══ Texto

3.     ABUSO SEXUAL:
Um outro fator desconcertante que assola nossa sociedade e que atinge diretamente a infância e a juventude é o abuso sexual. As principais vítimas são meninas, embora meninos também sejam atingidos, as quais podem ser abusadas nas ruas ou em suas próprias casas. Nas ruas podem ser exploradas comercialmente, como meras mercadorias, sofrendo uma espécie de mercantilização da sexualidade. Já em suas casas, esta violência apresenta-se como um abuso intrafamiliar, e, por isso mesmo, de difícil identificação por parte das autoridades (segundo um estudo realizado em 1994 pela Organização Pan-Americana de Saúde e a Organização Mundial de Saúde, apenas 2% dos casos de abuso sexual de criança que ocorrem dentro da família são denunciados), possibilitando a existência de um ciclo de violência.
Seja nas ruas ou no seio familiar, o abuso sexual atinge todas as classes sociais e grupos na sociedade, e, indubitavelmente, provoca danos bio-psico-sociais irreparáveis, restando à vítima carregar suas desastrosas conseqüências ao longo de toda a sua existência; um quadro aviltante, configurado não só pelos agressores diretos, mas também por aqueles que, apesar de terem conhecimento de tais fatos criminosos, se eximem da responsabilidade de registrar a denúncia às autoridades competentes, fazendo de suas omissões, importante contribuição para a impunidade e para a continuidade das atividades de abuso sexuais de crianças e adolescentes.

4.     VIOLÊNCIA:
Ninguém será submetido à tortura, nem a tratamento ou castigo cruel, desumano ou degradante. (art.V da Dec. Universal dos Direitos Humanos), porém, não obstante o belíssimo e enobrecedor dispositivo vigente em nosso Território, é deveras freqüente a violência, tanto no âmbito doméstico como no âmbito público cometido contra aqueles que são mais vulneráveis a estas agressões, seja por sua inferioridade física ou intelectual comparada com a de seus algozes. A violência, entendida aqui, abrange desde a negligência até a violência física ou sexual, ou seja, desde o descaso até a covardia doentia aplicada contra crianças.

════
══ Material fornecido

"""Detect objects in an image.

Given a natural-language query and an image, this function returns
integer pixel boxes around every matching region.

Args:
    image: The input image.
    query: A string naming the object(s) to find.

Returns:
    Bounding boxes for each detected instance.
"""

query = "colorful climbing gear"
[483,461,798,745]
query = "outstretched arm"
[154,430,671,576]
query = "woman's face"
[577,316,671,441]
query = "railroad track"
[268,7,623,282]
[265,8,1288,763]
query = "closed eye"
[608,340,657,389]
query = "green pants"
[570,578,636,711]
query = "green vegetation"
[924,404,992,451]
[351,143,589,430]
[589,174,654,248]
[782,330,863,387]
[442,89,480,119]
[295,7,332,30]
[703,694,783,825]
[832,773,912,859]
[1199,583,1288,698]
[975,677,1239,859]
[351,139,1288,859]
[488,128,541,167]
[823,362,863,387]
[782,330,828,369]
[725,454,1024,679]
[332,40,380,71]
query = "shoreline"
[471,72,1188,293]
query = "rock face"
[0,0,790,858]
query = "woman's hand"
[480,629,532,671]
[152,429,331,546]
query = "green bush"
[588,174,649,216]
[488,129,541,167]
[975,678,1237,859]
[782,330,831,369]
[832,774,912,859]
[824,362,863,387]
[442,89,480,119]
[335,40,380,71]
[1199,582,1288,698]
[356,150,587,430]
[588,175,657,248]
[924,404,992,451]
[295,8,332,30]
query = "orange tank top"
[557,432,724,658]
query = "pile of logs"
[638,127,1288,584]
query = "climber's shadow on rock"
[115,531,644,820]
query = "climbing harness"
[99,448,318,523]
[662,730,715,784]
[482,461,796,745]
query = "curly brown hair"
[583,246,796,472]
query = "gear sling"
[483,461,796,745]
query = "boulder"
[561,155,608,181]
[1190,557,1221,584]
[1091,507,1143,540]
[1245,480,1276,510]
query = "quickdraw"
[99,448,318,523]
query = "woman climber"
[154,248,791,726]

════

Objetivo 1 –
Copie do texto sobre abuso sexual e violência todo o trecho que começa em "Seja nas ruas" e vai até "crianças e adolescentes.".
Objetivo 2 –
No texto sobre abuso sexual e violência, reescreva de forma mais curta o parágrafo iniciado por "Seja nas ruas ou no seio familiar", mantendo as informações principais.
Objetivo 3 –
Segundo o estudo de 1994 citado no texto sobre abuso sexual e violência, que percentual dos casos de abuso sexual de criança ocorridos dentro da família é denunciado?

Resposta final 1 –
Seja nas ruas ou no seio familiar, o abuso sexual atinge todas as classes sociais e grupos na sociedade, e, indubitavelmente, provoca danos bio-psico-sociais irreparáveis, restando à vítima carregar suas desastrosas conseqüências ao longo de toda a sua existência; um quadro aviltante, configurado não só pelos agressores diretos, mas também por aqueles que, apesar de terem conhecimento de tais fatos criminosos, se eximem da responsabilidade de registrar a denúncia às autoridades competentes, fazendo de suas omissões, importante contribuição para a impunidade e para a continuidade das atividades de abuso sexuais de crianças e adolescentes.

Resposta final 2 –
Nas ruas ou em casa, o abuso sexual atinge todas as classes sociais e grupos e causa danos bio-psico-sociais irreparáveis, que a vítima carrega pela vida toda. Esse quadro é formado pelos agressores diretos e também por quem sabe dos crimes e não os denuncia às autoridades. Essa omissão contribui para a impunidade e para a continuidade do abuso sexual de crianças e adolescentes.

Resposta final 3 –
Apenas 2% dos casos são denunciados.